Required work: Everything from the line containing "Textual query: hammer sculpture" through the last line of the material must be restated word for word, and only that.

Data for analysis:
::::::

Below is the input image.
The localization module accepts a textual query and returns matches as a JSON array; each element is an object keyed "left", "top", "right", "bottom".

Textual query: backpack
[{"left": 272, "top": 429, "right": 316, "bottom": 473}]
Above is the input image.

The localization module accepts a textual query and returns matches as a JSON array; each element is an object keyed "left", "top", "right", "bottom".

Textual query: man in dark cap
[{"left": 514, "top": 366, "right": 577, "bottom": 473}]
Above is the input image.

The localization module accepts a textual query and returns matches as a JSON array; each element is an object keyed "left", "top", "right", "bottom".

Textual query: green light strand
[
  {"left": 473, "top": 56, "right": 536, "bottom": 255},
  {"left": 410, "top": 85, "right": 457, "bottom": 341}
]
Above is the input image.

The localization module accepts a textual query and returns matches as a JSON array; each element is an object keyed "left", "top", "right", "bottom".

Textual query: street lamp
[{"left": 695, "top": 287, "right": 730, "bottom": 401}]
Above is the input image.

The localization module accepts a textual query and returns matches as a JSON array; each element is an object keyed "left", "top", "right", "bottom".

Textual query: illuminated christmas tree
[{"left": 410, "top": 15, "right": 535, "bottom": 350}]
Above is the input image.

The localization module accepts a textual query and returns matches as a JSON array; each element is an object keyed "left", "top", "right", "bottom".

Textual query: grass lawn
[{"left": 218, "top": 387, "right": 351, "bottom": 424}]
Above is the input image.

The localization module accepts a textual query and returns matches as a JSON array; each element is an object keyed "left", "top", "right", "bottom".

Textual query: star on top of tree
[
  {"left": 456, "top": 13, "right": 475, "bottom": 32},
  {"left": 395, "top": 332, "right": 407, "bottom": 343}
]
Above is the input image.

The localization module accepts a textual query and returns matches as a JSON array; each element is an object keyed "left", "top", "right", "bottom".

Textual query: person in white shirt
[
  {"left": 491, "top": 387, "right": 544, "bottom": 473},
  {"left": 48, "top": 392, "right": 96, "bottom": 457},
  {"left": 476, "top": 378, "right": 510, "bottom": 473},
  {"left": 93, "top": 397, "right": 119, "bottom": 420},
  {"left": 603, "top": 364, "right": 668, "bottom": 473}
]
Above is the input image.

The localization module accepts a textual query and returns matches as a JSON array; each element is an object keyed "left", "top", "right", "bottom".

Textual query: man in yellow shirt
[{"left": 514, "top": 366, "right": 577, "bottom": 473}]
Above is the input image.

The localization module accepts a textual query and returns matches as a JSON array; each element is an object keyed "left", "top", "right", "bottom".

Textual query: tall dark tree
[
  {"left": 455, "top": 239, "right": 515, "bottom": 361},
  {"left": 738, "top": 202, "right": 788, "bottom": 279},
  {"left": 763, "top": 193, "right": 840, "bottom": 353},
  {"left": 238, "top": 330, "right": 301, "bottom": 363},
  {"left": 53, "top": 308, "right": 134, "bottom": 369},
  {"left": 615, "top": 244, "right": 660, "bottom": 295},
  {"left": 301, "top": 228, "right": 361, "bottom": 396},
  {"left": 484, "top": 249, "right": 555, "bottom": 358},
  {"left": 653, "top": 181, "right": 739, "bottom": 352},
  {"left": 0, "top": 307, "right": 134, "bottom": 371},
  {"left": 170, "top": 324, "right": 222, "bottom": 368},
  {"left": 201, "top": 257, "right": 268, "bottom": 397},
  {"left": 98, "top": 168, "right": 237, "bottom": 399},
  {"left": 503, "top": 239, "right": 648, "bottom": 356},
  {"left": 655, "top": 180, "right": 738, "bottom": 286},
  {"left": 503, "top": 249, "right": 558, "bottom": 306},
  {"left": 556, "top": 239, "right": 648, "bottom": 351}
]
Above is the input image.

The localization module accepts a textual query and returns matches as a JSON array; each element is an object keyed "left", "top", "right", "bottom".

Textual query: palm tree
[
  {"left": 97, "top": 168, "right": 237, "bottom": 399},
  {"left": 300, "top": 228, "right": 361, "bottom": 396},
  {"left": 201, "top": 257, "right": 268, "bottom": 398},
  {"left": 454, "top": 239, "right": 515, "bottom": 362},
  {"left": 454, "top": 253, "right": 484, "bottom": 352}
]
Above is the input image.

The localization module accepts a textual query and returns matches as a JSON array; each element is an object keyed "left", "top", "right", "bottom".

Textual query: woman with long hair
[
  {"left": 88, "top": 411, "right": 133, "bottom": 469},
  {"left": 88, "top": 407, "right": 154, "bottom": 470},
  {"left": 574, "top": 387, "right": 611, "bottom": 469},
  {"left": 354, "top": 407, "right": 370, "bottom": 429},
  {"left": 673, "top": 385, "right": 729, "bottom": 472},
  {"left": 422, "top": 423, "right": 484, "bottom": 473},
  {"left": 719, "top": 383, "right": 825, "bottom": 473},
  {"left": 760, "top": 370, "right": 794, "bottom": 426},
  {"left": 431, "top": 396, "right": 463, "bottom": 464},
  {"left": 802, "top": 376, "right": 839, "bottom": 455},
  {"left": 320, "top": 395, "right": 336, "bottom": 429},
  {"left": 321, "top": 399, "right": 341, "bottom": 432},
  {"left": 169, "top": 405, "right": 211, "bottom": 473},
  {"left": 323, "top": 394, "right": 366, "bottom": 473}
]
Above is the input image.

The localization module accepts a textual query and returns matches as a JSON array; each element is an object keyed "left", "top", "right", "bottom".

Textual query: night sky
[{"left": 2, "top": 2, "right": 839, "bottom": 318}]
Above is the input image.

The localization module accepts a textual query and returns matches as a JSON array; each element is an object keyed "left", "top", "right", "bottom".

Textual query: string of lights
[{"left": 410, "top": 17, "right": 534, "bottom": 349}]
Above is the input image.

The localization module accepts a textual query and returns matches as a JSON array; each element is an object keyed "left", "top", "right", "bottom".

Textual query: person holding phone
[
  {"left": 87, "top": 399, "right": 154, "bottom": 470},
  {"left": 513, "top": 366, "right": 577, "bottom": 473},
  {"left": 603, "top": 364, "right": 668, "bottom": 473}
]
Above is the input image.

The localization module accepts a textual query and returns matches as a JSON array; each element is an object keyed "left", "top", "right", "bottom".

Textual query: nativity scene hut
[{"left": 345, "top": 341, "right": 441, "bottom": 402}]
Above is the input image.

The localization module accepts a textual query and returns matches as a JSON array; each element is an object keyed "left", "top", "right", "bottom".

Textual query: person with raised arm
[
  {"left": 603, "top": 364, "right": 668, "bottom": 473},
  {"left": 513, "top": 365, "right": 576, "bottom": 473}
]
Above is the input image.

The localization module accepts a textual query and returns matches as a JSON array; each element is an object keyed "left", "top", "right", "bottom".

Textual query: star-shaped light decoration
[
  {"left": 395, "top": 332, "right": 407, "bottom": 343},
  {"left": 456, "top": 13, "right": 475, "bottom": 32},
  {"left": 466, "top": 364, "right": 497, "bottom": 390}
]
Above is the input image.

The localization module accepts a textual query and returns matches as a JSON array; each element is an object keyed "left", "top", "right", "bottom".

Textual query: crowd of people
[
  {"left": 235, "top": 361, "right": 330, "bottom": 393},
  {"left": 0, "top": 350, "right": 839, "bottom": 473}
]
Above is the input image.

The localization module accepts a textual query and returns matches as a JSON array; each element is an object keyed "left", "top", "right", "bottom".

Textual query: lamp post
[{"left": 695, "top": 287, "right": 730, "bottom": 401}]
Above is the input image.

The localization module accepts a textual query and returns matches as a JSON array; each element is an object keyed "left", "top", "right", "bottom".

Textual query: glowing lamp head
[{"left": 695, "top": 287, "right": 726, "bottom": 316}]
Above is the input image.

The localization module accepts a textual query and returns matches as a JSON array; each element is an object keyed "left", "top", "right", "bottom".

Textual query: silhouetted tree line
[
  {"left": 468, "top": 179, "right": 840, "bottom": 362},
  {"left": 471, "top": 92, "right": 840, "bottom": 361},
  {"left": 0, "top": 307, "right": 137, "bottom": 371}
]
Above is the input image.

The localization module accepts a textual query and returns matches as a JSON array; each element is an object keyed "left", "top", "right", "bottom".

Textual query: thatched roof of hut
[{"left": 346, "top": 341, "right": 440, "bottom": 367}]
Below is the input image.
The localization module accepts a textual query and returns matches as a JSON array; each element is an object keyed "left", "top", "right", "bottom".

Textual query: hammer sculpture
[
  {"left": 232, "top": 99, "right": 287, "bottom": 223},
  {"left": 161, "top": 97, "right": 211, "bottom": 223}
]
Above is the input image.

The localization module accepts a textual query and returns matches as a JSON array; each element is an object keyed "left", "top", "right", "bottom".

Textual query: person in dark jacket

::::::

Written response:
Textual query: hammer sculpture
[
  {"left": 232, "top": 99, "right": 287, "bottom": 223},
  {"left": 161, "top": 97, "right": 211, "bottom": 223}
]
Above is the input image.

The localization module accepts a textual query and returns matches as a JSON array; each element is an object keyed "left", "top", "right", "bottom".

Textual query: person in dark jacket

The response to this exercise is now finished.